→ **Ketentuan a**: Kutip tanpa perubahan bagian daftar yang dibuka dengan awal daftar dan ditutup dengan baris yang memuat "5L338 40L345 138L205", kedua ujungnya ikut disertakan. Gambar tidak perlu dimasukkan ke dalam jawaban.

Selasa, 29 September 2009

Sendiri Serasa Tidak Sendiri, Tidak Sendiri Malah Menyendiri

Ada yang penah lihat iklan Telkomsel tentang Blackberry yang baru? Gadget komunikasi yang sedang populer saat ini. Buat yang belum pernah lihat atau yang belum pernah memerhatikan, begini iklannya : ada beberapa orang yang berjalan kaki sambil asik dengan BB-nya masing-masing. Tersenyum lebar, dan tertawa-tawa kecil serasa sendiri pun tidak sendiri. Orang-orang itu berjalan-jalan berlalu lalang, dan di akhir iklan tampak orang-orang itu duduk di suatu tempat yang kelihatannya seperti tempat macam food court, masih sibuk dengan BB-nya masing-masing, dan juga masih terlihat berbahagia. Ironisnya, mereka duduk sendiri-sendiri di tempat itu. Seakan lebih baik tidak ada teman manusia daripada BB-nya tidak di genggaman tangannya, ber-facebook­­-ria, chatting, dll.

Lalu teringatlah kata-kata ibu “teknologi tu mendekatkan yang jauh dan menjauhkan yang dekat”. Saya agak geli, campur heran, campur kasian lihat iklan itu. Mereka seperti sudah sangat bahagia hanya ditemani si BB itu. Padahal katanya manusia itu adalah makhluk sosial. Butuh interaksi sosial yang bermutu, tapi yang saya lihat sekarang sedikit demi sedikit manusia sudah dapat digantikan dengan gadget macam BB itu.

Mendekatkan yang jauh, memang sangat jelas sekarang jarak bukanlah menjadi suatu halangan lagi bagi orang-orang untuk berkomunikasi. Donya mung sakgodhong kelor, mungkin istilah jawa ini sangat tepat menggambarkan efek globalisasi sekarang ini. Bumi sekarang seperti dilipat, semua jarak dan waktu sudah tidak bisa lagi membatasi seseorang untuk berkomunikasi. Antarkota, antarprovinsi, antarpulau, antarnegara pun sudah bukan lagi menjadi alasan untuk berelasi dengan orang lain.

[Cuplikan dari kumpulan data]
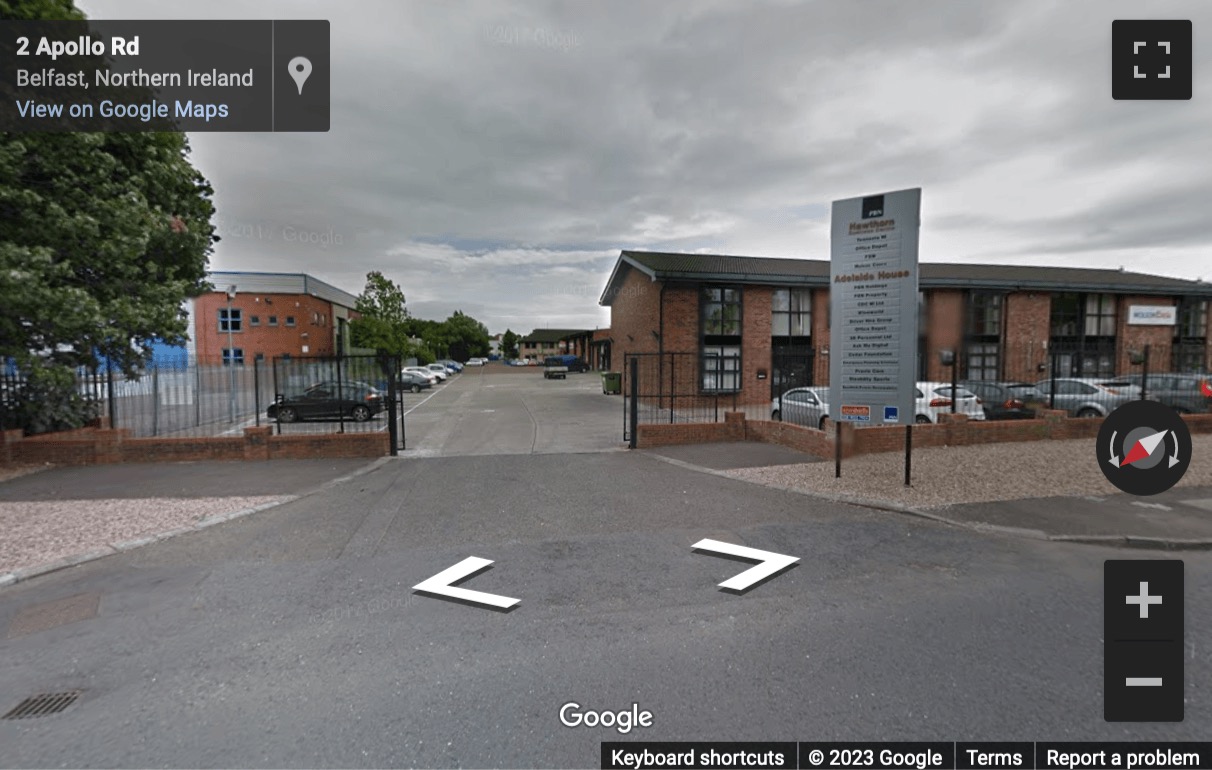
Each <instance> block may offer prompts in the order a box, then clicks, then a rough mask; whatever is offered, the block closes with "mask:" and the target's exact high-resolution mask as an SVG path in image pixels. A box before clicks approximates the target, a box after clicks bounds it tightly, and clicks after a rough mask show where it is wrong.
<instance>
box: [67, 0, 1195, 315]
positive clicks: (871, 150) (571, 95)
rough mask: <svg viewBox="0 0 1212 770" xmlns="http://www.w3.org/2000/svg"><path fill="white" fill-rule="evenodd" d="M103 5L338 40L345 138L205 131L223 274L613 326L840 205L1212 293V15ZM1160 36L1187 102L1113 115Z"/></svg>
mask: <svg viewBox="0 0 1212 770" xmlns="http://www.w3.org/2000/svg"><path fill="white" fill-rule="evenodd" d="M78 5H79V6H80V7H81V8H82V10H85V12H86V13H87V15H88V16H90V17H91V18H96V19H119V18H127V19H155V18H216V19H227V18H263V19H270V18H284V19H285V18H326V19H330V21H331V22H332V129H331V131H328V132H327V133H191V135H190V142H191V144H193V149H194V153H193V160H194V162H195V165H196V166H198V167H199V169H200V170H201V171H202V173H204V175H206V177H207V178H208V179H210V181H211V183H212V184H213V186H215V189H216V196H215V203H216V206H217V210H218V218H217V222H216V224H217V226H218V232H219V235H221V236H222V238H223V241H222V243H219V244H217V246H216V252H215V256H213V257H212V262H211V267H212V269H219V270H284V272H305V273H309V274H311V275H315V276H318V278H321V279H324V280H326V281H330V283H332V284H335V285H337V286H339V287H342V289H344V290H347V291H350V292H351V293H358V292H360V291H361V289H362V286H364V284H365V276H366V273H367V272H368V270H382V272H383V273H384V274H387V275H388V276H389V278H391V279H394V280H395V281H398V283H399V284H400V285H401V286H402V287H404V291H405V295H406V296H407V300H408V307H410V309H411V310H412V313H413V314H415V315H419V316H422V318H438V319H441V318H445V316H447V315H448V314H450V313H451V312H453V310H454V309H461V310H463V312H464V313H469V314H470V315H474V316H475V318H478V319H480V320H481V321H484V323H485V324H486V325H487V326H488V329H490V330H491V331H493V332H499V331H504V330H505V327H511V329H513V330H514V331H520V332H528V331H530V330H532V329H536V327H547V326H550V327H590V329H591V327H599V326H601V327H605V326H607V325H608V324H610V314H608V312H607V309H606V308H601V307H599V306H598V298H599V297H600V295H601V291H602V289H604V287H605V283H606V279H607V276H608V275H610V270H611V268H612V267H613V264H614V261H616V259H617V257H618V252H619V251H621V250H623V249H641V250H663V251H693V252H704V253H733V255H750V256H772V257H801V258H817V259H827V258H828V257H829V235H828V233H829V204H830V201H833V200H837V199H844V198H853V196H858V195H864V194H873V193H880V192H887V190H896V189H904V188H909V187H921V188H922V230H921V258H922V261H925V262H985V263H1013V264H1052V266H1087V267H1110V268H1117V267H1120V266H1122V267H1124V268H1125V269H1128V270H1137V272H1145V273H1154V274H1161V275H1173V276H1178V278H1189V279H1199V278H1202V279H1205V280H1212V216H1210V201H1212V61H1210V59H1212V56H1210V55H1208V51H1210V50H1212V49H1210V46H1208V45H1206V44H1205V42H1204V41H1206V40H1208V39H1210V38H1212V2H1207V1H1206V0H1193V1H1183V2H1166V1H1159V0H1150V2H1148V4H1142V2H1139V0H1134V1H1131V2H1117V1H1111V0H1088V1H1077V0H1065V2H1054V1H1035V0H1031V1H1027V0H1001V1H997V2H973V1H971V0H961V1H938V0H913V1H909V0H901V1H896V2H888V1H875V0H862V1H857V0H827V1H816V2H793V1H766V2H755V1H753V0H744V1H741V0H728V1H713V0H686V1H681V0H679V1H670V0H662V1H661V2H650V1H648V0H639V1H630V0H623V1H621V0H596V1H578V2H558V4H551V2H507V1H499V0H493V1H491V2H487V1H485V2H463V1H451V0H440V1H439V0H425V1H415V0H407V1H399V0H394V1H390V2H368V1H364V2H356V1H344V2H337V1H332V2H319V1H310V2H301V1H297V0H295V1H290V2H262V1H258V2H248V1H247V0H242V1H240V2H229V1H225V0H208V1H207V2H198V1H196V0H191V1H190V2H175V1H164V0H155V1H151V0H144V1H137V0H78ZM1142 17H1144V18H1187V19H1191V21H1193V23H1194V39H1195V46H1194V47H1195V55H1194V69H1195V75H1194V84H1195V86H1194V95H1193V99H1191V101H1189V102H1149V101H1136V102H1127V101H1120V102H1116V101H1114V99H1111V95H1110V38H1111V21H1113V19H1116V18H1142ZM292 235H293V238H295V240H288V238H290V236H292ZM304 236H307V238H309V239H310V241H313V243H302V239H303V238H304ZM338 241H339V243H338Z"/></svg>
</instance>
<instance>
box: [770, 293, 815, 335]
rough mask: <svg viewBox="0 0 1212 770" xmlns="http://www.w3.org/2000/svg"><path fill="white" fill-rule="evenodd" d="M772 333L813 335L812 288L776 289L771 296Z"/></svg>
mask: <svg viewBox="0 0 1212 770" xmlns="http://www.w3.org/2000/svg"><path fill="white" fill-rule="evenodd" d="M771 335H772V336H774V337H808V336H811V335H812V290H811V289H776V290H774V295H773V297H771Z"/></svg>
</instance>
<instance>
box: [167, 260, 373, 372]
mask: <svg viewBox="0 0 1212 770" xmlns="http://www.w3.org/2000/svg"><path fill="white" fill-rule="evenodd" d="M207 280H210V283H211V284H212V285H213V286H215V289H216V291H213V292H211V293H206V295H202V296H201V297H198V298H196V300H194V301H193V303H191V307H190V310H189V312H190V330H189V336H190V340H191V344H193V349H191V350H190V353H191V355H193V357H195V358H196V360H198V361H199V363H201V364H222V363H227V361H229V360H230V361H234V363H235V364H236V365H242V364H251V363H252V361H255V360H261V359H264V360H269V359H273V358H275V357H304V355H307V357H311V355H335V354H336V353H338V352H344V353H353V352H354V350H351V349H350V346H349V320H350V319H351V318H355V316H356V313H355V312H354V309H353V308H354V303H355V302H356V300H358V297H355V296H354V295H351V293H349V292H347V291H342V290H341V289H337V287H336V286H332V285H330V284H326V283H324V281H321V280H319V279H315V278H313V276H310V275H307V274H303V273H240V272H231V273H210V274H208V275H207ZM229 290H230V291H231V296H230V300H229V296H228V292H229ZM229 331H230V333H229Z"/></svg>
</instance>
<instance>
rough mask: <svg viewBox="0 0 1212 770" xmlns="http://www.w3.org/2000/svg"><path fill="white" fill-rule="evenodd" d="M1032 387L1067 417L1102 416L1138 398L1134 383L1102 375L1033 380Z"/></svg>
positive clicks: (1097, 416)
mask: <svg viewBox="0 0 1212 770" xmlns="http://www.w3.org/2000/svg"><path fill="white" fill-rule="evenodd" d="M1053 383H1054V386H1056V387H1054V388H1053ZM1115 383H1122V384H1119V386H1115ZM1113 386H1115V387H1113ZM1035 389H1036V390H1039V392H1040V394H1042V395H1044V401H1045V403H1046V404H1051V405H1052V406H1054V407H1056V409H1063V410H1065V411H1067V412H1069V416H1070V417H1105V416H1108V415H1110V413H1111V412H1113V411H1115V410H1116V409H1119V407H1120V406H1121V405H1124V404H1127V403H1128V401H1132V400H1136V399H1138V398H1140V388H1138V387H1137V386H1132V384H1131V383H1125V381H1122V380H1116V378H1103V377H1057V378H1056V380H1040V381H1039V382H1036V383H1035ZM1053 390H1056V393H1054V394H1053ZM1053 399H1054V400H1053Z"/></svg>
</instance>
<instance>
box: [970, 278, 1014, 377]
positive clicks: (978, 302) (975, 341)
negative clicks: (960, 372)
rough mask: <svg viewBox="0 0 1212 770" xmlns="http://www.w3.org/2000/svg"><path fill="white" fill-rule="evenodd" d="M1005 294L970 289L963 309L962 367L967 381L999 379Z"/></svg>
mask: <svg viewBox="0 0 1212 770" xmlns="http://www.w3.org/2000/svg"><path fill="white" fill-rule="evenodd" d="M1004 296H1005V295H1002V293H1000V292H993V291H970V292H967V296H966V302H965V310H964V330H965V340H964V353H965V355H964V364H965V366H964V369H962V370H961V371H964V372H965V375H964V376H965V378H967V380H1001V358H1000V352H1001V323H1002V307H1004V298H1002V297H1004Z"/></svg>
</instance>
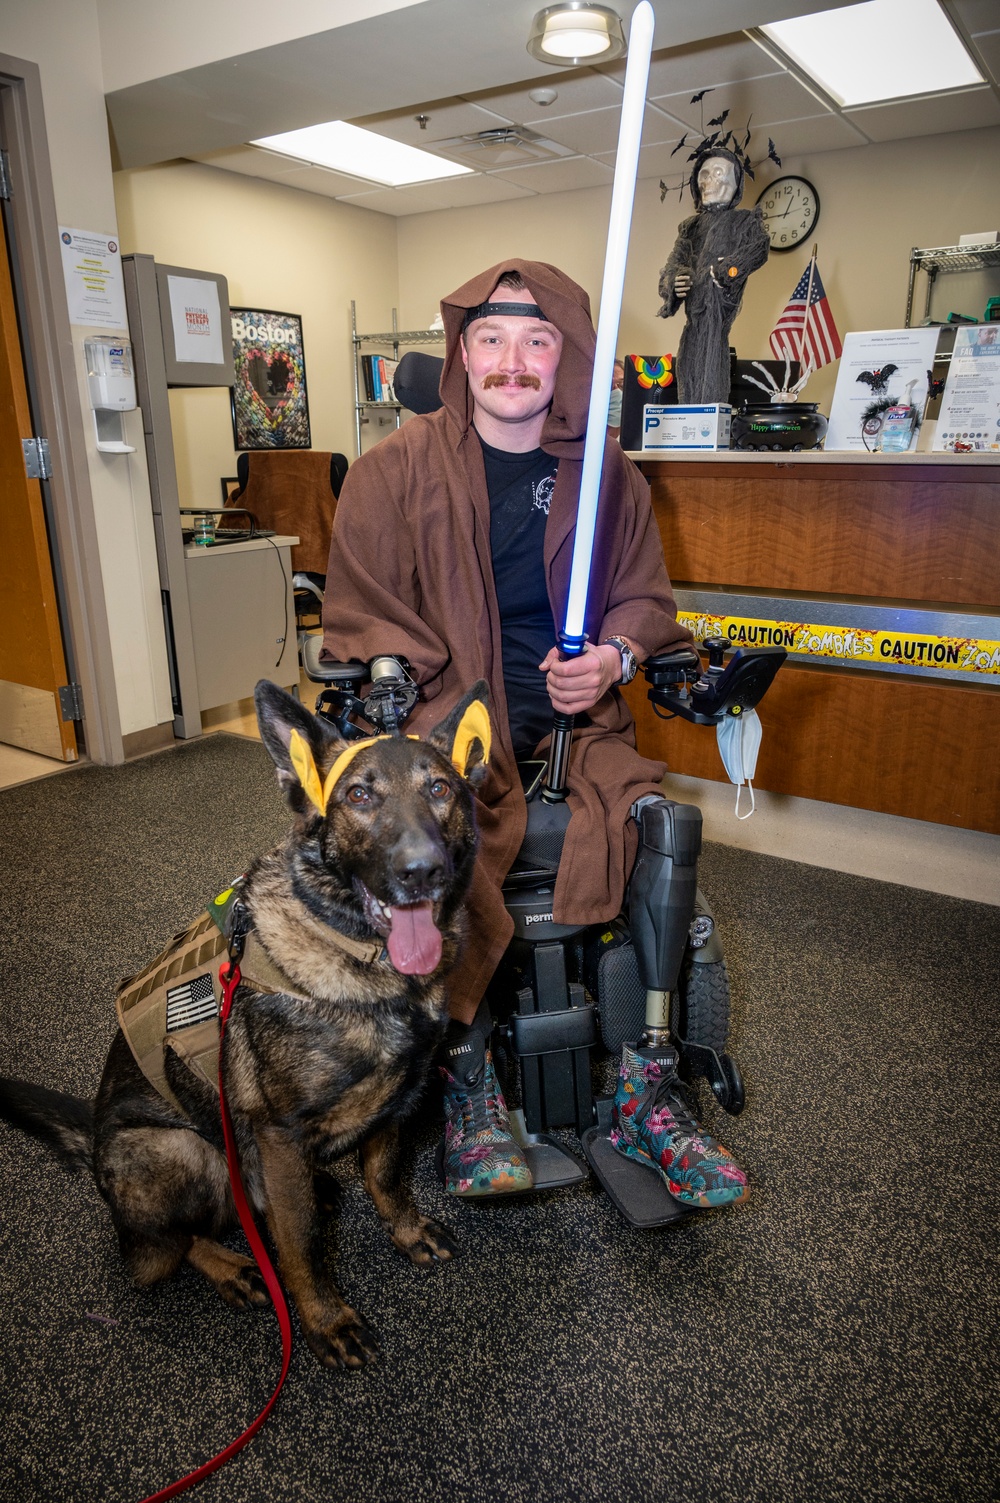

→ **Ketentuan b**: Dalam tulisan tentang iklan Blackberry, istilah Jawa apa yang disebut sangat tepat menggambarkan efek globalisasi sekarang ini?

→ **Jawaban Tugas a**:
Each <instance> block may offer prompts in the order a box, then clicks, then a rough mask; whatever is offered, the block closes with "mask:" and the target's exact high-resolution mask as an SVG path in image pixels. A box before clicks approximates the target, a box after clicks bounds it tightly, and clicks after a rough mask show where it is wrong.
<instance>
box: [67, 0, 1195, 315]
positive clicks: (871, 150) (571, 95)
rough mask: <svg viewBox="0 0 1212 770" xmlns="http://www.w3.org/2000/svg"><path fill="white" fill-rule="evenodd" d="M103 5L338 40L345 138L205 131L223 274L613 326L840 205L1212 293V15ZM1160 36L1187 102L1113 115Z"/></svg>

→ **Jawaban Tugas b**: Donya mung sakgodhong kelor.